To build better post-Covid societies, we must break the high inequality, high poverty cycle

The last 40 years have seen a remarkable – and prolonged – global experiment in […]

23/01/2022

The last 40 years have seen a remarkable – and prolonged – global experiment in inequality. While the post-war years of social reform led a new drive towards greater equality, that trend was then set in reverse. Today most rich nations are significantly more unequal than in the 1980s.

This reversal has been driven in large part by the failure of the egalitarian movement to recapture the ideological high ground. While egalitarians won the battle of ideas in 1945, the ideological baton was then seized by a group of once marginalised pro-market evangelists. They claimed that building stronger and more entrepreneurial economies required a stiff dose of inequality. Few have put it quite as bluntly as the Chicago-based Robert E. Lucas, one of the high priests of the post-1980s market revolution. ‘Of the tendencies that are harmful to sound economics’, he wrote in 2003, ‘the most poisonous is to focus on questions of distribution’. It was a theory that became the conventional wisdom, embraced by mainstream economists and applied by many, including left-of-centre governments.

Today we have the evidence from that experiment. The four-decade pro-inequality strategy has created two destructive, inter-related forces. First, those countries most wedded to the 1980s’ social and economic counter-revolution have succumbed to an embedded high inequality, high poverty cycle. Secondly, this cycle is being driven by an extractive model of capitalism in which over-empowered financial elites have been able to secure a disproportionate share of gains from growth. The practice of extraction by big business in recent decades has led to a bias to inequality in many nations, with economic shocks, such as the 2008 Crash and Covid-19, leading to a further widening in income and opportunity gaps.

All societies need to justify their inequalities. Yet the inequality experiment has proved a classic example of what the seventeenth-century philosopher Francis Bacon called ‘wishful science’. Far from the promised economic pay-off, the experiment has brought weakened economies, a destructive trail of social fragility and a reversal in life chances for many. Child poverty rates have risen in two/thirds of OECD countries in the last 15 years while charitable food aid has been rising across Europe. High income and wealth gaps are also associated with divided and weakened democracies. The US, the richest country in the world, is facing a new democratic crisis. In the UK, there was a 23 percentage-point gap in the 2010 general election between the turnout of the richest and poorest income groups. With the world’s top one per cent emitting twice the carbon emissions of the poorest half, the yawning wealth and income gap is fuelling the global climate crisis.

With the impact of the pandemic born most heavily by the poorest, Covid-19 has reinforced the argument for greater equalisation. There is much talk of building a better post-Covid world, and the need for a radical reset of today’s pro-inequality model of capitalism. Yet, the political response to these calls has been marginal at best.

» **Source information**:
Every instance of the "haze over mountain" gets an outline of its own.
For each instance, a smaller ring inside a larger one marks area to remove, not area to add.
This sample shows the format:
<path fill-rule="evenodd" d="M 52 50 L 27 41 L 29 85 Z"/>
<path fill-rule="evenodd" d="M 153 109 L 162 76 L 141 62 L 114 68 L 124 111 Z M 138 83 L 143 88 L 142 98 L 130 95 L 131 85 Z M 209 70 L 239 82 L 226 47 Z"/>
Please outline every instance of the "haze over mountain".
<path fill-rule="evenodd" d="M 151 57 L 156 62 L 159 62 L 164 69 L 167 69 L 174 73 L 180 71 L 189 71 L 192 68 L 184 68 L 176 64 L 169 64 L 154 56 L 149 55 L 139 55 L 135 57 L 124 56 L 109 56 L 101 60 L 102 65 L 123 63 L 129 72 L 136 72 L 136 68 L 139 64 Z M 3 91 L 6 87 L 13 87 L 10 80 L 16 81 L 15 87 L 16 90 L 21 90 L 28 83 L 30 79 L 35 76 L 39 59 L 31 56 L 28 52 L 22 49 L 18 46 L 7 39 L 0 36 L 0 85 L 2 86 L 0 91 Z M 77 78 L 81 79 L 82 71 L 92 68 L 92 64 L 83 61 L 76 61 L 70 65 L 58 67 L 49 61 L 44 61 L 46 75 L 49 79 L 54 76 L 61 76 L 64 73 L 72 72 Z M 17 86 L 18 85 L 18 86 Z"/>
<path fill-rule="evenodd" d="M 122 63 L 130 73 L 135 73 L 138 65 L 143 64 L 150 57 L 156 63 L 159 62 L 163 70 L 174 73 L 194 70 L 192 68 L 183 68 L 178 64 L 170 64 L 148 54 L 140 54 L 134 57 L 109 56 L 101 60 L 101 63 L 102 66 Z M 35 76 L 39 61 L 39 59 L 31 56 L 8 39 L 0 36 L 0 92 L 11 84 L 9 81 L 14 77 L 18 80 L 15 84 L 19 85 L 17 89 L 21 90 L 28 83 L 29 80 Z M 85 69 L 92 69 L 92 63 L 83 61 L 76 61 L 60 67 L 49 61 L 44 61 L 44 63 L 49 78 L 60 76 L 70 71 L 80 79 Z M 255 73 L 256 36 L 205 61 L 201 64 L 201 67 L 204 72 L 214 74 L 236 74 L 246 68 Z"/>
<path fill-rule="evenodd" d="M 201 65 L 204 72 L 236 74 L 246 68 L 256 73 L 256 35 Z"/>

» **Requirement 1**: In the article on inequality, what was the turnout gap between the richest and poorest income groups in the UK's 2010 general election?
» **Requirement 2**: According to the article on inequality, what has the experiment brought instead of the promised economic pay-off? List each item.
» **Requirement 3**: Write the next paragraph of the article on inequality, following on from its final sentence.

» **Answer area 1**: A 23 percentage-point gap.

» **Answer area 2**:
- Weakened economies
- A destructive trail of social fragility
- A reversal in life chances for many

» **Answer area 3**:
In contrast to rising insecurity for many, the pandemic has proved to be another bonanza for the already rich and affluent. The wealth of the world’s 2,189 billionaires rose by over a quarter in the four months to July 2020, taking their joint wealth to a new peak. The two corporate groups to do best out of the crisis have been ‘big finance’ and ‘big tech’.

Despite a number of blueprints for a post-neoliberal political economy, there have been few attempts to make corporate and financial leaders share the burden of retrenchment and minimal official recognition of just how fragile market economies have become. The instruments of extraction – the diversion of rising corporate profits into higher shareholder and executive returns, a surge in leveraged private equity takeovers, the skimming of returns from financial transactions, and a rolling process of monopolisation – remain in place.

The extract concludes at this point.